Obviously, we do not express ourselves by way of electromagnetic waves, nor do we understand them except to the extent waves in a visible spectrum of light hit our retina but even then, we could not make sense of anything other than a graphical representation. Accordingly, the information needs to be delivered to a device that will transmit it over a certain medium, be it wired or wireless, and then received by another device. Quite suitably, these devices are called transmitters and receivers, respectively.

On the back of an original signal such as sound waves in the case of voice input, the transmitter will produce a new signal conveying the same information as faithfully as possible in the form it is designed for, such as electric current in the case of a wired telephone or radio waves for a radio antenna. At the receiver end, the nature of the collected signal will also likely be changed, from electric current to sound waves or to text displayed on a computer screen.

As we have seen in Chapter 2 however, a signal originating from a human will be analog, i.e. encoded as continuous sine waves, and that from a machine can be digital or analog, while some transmission media are designed for digital signals and others for analog ones. Hence, some encoding and decoding may be required in the process. If you are unsure how an electrical signal can be considered analog you may want to refer to S1 Section 8.a on electric current but, in a nutshell, it has to be alternating current (AC) and the information lies in the frequency, amplitude and slope of the wave – the technical term for the shape is the phase. This being the case, transmitters may need to be equipped with a modulator or a demodulator, likewise for a receiver, and since in 2-way communication (called “duplex”) the transmitter and receiver can be the same device, these modulator-demodulator combination can also be built as a single device colloquially known as modem.

Modulation can be thought of as the shaping and timing of sine waves, it is the embedding of information into a signal, including the embedding of digital information into an analog signal. Demodulation is the reverse process and the main indicator of performance is the data throughput expressed in bits per second. At the outset of the internet, dial-up modems using the copper wire infrastructure of standard telephones had speeds of 56 kbit/s whereas in 2025 some countries had an average broadband speed in excess of 300 Mbit/s. We will look at the phone technology in section d) and broadband in S4 Section 5.c.

Unsurprisingly, the concept of modulation is quite similar to the encoding of data on various form and substrates, in particular the magnetic storage seen in S4 Section 2.d and the optical storage explained in S4 Section 2.e. The two central ideas are:

  • Firstly, the number of states or values that need to be represented in a digital format is finite and is a function of the length of each “word” or information unit. For example, using binary data and a byte of 4-bits as the unit of information, there are 24 = 16 possible representations or symbols that one need to encode.
  • Secondly, a “1” and a “0” can be represented as change or no change in a particular dimension or property, as opposed to one of two absolute values.

• Dataset extract:
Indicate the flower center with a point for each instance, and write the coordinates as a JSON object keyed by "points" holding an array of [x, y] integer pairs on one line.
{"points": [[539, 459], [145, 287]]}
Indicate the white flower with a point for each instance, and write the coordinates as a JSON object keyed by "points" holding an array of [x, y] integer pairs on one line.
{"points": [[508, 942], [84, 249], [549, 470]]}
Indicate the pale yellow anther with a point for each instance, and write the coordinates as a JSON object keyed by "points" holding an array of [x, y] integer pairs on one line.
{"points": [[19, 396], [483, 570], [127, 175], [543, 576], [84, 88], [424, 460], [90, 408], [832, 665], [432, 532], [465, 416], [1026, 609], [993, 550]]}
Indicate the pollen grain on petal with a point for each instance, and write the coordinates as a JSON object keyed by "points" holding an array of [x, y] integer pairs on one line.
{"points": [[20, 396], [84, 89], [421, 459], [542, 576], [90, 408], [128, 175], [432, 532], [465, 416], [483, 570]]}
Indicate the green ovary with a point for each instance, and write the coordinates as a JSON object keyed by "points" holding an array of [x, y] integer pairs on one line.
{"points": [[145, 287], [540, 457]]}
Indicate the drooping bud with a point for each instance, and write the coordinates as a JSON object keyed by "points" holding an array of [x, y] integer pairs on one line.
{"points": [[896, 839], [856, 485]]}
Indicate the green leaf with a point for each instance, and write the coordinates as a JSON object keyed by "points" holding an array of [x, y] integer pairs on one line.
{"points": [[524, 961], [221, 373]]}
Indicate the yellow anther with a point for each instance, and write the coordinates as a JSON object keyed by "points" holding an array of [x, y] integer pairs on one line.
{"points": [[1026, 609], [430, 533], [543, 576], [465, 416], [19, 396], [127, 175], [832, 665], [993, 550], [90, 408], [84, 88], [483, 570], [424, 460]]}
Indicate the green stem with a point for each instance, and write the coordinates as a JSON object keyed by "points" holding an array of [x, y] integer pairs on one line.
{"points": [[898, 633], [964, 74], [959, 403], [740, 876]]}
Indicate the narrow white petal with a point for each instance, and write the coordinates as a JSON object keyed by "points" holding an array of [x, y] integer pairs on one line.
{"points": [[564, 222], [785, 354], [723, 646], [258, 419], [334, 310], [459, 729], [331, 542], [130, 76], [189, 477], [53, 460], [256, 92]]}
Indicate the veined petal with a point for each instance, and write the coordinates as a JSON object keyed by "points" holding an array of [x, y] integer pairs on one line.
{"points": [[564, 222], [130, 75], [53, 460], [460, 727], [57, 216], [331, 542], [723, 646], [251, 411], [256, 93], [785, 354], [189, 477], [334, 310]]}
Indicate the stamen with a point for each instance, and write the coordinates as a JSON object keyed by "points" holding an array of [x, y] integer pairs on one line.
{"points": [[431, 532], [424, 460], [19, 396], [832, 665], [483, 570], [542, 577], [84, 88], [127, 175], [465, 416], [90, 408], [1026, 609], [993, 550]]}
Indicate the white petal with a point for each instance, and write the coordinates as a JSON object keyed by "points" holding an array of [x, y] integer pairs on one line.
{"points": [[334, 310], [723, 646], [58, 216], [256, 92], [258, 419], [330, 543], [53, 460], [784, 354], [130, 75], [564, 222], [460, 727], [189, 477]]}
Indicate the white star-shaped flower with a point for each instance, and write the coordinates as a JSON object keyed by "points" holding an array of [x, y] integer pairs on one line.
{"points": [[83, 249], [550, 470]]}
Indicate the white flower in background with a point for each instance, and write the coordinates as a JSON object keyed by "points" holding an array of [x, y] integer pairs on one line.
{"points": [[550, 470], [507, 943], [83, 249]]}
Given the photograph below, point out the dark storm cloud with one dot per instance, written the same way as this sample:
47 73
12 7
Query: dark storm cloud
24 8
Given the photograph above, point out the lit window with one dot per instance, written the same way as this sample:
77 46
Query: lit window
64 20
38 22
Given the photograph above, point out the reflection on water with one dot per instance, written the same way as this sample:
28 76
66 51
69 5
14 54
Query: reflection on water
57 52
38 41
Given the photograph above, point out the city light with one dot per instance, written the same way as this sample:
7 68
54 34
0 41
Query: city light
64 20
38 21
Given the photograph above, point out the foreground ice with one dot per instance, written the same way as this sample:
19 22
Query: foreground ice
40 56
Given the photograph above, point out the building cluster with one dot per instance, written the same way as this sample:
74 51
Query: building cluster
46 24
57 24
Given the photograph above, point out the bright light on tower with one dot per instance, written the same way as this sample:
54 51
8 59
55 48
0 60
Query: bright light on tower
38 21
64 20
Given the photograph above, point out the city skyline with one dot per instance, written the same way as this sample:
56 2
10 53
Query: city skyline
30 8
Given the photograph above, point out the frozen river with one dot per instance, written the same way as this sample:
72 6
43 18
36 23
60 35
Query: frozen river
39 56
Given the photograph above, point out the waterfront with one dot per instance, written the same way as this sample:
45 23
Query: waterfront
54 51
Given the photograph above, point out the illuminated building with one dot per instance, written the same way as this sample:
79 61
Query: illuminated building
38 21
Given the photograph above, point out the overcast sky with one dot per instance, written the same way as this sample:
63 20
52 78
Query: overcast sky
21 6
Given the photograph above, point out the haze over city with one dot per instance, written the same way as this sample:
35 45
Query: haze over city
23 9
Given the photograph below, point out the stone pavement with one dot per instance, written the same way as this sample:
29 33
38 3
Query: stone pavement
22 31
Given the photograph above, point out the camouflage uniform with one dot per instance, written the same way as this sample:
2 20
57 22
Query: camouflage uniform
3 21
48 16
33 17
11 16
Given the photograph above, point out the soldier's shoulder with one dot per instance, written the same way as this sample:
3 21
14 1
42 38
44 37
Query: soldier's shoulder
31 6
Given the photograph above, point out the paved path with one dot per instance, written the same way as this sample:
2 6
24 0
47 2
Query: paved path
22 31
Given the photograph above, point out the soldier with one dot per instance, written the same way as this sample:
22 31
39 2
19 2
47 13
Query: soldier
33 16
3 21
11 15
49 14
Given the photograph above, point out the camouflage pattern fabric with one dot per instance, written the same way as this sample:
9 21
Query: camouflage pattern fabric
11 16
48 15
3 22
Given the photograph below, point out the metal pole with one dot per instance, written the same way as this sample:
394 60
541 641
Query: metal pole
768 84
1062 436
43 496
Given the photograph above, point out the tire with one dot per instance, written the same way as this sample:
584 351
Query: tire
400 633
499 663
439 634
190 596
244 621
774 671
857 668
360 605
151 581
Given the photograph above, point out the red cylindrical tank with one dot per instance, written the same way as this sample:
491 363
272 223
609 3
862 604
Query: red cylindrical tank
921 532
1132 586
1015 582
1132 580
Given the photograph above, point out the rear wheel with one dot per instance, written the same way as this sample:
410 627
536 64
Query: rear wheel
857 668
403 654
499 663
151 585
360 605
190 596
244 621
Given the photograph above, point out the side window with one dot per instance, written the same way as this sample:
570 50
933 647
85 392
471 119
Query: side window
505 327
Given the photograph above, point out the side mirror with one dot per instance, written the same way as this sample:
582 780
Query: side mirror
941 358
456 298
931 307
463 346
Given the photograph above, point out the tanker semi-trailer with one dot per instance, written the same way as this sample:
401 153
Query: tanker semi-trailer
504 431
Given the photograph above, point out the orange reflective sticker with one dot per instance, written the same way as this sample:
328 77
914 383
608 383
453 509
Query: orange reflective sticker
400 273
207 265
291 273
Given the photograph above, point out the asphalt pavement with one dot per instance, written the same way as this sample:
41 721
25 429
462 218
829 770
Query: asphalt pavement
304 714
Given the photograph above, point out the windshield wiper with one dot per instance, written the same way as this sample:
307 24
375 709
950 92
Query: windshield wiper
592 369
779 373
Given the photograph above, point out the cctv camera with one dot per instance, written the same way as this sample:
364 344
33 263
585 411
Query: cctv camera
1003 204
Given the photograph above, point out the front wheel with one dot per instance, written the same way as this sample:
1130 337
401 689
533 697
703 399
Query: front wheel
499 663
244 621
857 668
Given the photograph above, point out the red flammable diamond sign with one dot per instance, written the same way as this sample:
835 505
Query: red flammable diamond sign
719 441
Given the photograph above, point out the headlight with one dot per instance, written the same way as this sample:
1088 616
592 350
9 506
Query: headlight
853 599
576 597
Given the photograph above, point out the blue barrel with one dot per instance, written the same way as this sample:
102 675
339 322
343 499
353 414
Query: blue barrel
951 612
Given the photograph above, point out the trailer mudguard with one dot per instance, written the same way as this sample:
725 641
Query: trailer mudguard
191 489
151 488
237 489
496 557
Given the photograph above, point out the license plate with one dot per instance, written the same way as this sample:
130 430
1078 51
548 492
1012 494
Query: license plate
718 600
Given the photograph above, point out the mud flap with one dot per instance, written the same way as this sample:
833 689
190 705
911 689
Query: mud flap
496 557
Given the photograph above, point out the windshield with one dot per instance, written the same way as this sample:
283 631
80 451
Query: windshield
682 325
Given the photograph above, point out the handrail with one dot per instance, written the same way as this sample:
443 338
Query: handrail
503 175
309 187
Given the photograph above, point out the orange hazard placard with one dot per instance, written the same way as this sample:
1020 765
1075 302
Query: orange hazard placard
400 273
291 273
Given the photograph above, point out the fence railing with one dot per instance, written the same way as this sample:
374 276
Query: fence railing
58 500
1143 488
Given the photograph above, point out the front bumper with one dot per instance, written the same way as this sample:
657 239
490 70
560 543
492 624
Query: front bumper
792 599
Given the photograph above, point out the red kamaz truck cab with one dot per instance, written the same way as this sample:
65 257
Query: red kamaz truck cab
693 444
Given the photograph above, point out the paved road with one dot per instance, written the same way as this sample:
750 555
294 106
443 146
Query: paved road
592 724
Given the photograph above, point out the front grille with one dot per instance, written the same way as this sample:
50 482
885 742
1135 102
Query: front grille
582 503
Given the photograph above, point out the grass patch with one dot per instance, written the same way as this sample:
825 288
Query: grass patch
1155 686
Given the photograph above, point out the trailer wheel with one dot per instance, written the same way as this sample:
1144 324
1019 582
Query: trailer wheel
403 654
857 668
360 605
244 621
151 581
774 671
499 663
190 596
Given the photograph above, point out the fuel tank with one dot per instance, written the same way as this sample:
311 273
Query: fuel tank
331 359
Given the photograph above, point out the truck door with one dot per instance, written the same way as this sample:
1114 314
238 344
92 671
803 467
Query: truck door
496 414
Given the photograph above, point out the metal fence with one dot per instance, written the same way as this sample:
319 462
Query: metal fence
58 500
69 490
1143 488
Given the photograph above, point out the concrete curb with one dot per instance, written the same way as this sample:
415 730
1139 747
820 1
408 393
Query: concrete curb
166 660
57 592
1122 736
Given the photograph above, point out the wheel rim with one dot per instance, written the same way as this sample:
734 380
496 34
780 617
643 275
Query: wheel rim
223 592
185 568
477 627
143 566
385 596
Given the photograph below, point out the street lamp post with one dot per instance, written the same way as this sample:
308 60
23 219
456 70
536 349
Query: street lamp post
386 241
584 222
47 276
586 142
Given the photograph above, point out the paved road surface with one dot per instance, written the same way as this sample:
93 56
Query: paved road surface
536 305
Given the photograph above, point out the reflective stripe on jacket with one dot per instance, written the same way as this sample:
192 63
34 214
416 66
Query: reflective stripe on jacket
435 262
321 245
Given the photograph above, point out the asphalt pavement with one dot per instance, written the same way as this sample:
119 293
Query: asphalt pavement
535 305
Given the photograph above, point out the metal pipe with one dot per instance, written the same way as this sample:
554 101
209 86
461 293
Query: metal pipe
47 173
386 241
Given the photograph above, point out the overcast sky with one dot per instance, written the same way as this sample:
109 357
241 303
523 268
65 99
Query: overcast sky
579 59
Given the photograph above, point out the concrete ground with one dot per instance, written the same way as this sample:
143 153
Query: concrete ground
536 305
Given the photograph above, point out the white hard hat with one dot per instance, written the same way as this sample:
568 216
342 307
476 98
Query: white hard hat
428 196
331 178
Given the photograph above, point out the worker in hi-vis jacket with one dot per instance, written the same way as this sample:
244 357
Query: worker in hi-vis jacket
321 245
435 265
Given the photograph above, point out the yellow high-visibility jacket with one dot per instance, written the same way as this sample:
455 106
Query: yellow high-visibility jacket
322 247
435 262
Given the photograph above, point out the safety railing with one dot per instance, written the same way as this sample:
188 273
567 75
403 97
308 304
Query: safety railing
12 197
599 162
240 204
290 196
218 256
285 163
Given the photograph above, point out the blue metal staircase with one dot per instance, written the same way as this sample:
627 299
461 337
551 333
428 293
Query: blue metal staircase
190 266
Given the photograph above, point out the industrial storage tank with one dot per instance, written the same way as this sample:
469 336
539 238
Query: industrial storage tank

• Stated exercise: In the text on signal transmission, what name is colloquially given to a single device that combines a modulator and a demodulator?

• Reply: A modem.